> REQUIREMENTS
Please pull out every line of the records below that contains the word "wooden" and copy each such line in full. Letter case counts when matching.

> RECORDS FOR THE TASK
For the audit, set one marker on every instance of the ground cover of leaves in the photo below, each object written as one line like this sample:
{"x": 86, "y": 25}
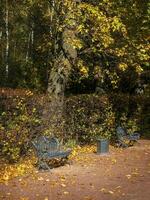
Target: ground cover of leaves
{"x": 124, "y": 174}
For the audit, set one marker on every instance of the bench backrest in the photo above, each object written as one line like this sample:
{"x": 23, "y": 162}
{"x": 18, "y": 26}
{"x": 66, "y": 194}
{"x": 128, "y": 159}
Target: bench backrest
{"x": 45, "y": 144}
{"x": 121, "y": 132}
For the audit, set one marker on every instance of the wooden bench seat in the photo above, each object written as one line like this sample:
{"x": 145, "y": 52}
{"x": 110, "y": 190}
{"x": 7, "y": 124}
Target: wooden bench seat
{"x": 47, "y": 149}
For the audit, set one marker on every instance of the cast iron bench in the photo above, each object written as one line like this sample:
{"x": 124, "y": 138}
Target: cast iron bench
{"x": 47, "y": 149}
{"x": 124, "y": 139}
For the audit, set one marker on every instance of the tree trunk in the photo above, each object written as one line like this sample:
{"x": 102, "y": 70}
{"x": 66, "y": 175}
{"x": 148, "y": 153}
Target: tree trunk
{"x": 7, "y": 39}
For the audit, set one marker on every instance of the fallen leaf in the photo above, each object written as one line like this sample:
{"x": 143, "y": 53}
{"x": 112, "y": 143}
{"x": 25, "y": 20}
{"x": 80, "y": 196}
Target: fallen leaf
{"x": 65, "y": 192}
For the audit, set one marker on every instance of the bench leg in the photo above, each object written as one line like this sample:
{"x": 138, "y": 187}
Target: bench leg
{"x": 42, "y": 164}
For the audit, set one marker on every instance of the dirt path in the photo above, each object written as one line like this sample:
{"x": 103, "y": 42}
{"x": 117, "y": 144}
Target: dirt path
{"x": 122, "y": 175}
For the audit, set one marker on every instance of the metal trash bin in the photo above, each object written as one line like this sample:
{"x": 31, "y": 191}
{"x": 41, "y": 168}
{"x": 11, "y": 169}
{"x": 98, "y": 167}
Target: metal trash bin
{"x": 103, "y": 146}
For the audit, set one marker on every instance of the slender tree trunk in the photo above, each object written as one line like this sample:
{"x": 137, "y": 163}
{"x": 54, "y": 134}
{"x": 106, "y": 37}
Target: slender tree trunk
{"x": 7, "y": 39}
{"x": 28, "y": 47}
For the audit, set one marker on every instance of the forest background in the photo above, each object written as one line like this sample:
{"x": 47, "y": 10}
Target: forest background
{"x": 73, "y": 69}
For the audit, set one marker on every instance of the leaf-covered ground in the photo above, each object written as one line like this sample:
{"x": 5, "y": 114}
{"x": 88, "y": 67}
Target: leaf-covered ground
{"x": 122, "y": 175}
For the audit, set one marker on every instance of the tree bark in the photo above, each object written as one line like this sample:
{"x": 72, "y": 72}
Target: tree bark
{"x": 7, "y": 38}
==
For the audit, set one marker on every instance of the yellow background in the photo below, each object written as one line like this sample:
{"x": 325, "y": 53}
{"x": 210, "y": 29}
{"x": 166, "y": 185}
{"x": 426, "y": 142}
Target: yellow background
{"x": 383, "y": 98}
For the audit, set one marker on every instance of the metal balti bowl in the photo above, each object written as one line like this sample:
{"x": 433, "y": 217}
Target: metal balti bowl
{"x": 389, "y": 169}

> SOLUTION FOR THIS TASK
For the audit, set one marker on every instance of the wooden bench seat in the photo above, each object written as one line like this sample:
Target: wooden bench seat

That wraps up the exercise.